STUDY MATERIAL:
*** Block opens ***
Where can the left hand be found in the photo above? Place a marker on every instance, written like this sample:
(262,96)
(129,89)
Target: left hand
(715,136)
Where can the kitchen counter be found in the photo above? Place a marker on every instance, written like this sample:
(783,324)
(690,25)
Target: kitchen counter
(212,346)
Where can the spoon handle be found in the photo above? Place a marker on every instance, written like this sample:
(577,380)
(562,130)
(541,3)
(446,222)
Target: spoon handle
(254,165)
*** Block closes ***
*** Block opens ***
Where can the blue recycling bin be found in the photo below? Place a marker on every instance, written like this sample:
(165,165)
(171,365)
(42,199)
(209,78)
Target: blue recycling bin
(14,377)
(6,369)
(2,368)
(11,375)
*** Block closes ***
*** Block opens ***
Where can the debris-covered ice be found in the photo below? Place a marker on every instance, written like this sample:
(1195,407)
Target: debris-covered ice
*** Block closes ***
PROBLEM TO WORK ON:
Return each line of the listing that holds the string "instance".

TASK RESULT:
Where can the left hand be found in the photo above? Place a marker on every instance, written like this sample:
Where can the kitchen counter be found in the photo above? Place a marker on every instance, written like this sample:
Where can the spoon handle be found in the photo above? Place a marker on every instance, written like this sample:
Where can the blue recycling bin be found in the photo below? Place a marker on every instance, written like this sample:
Where can the debris-covered ice be found in the photo below? Place a marker on every instance, written like this sample:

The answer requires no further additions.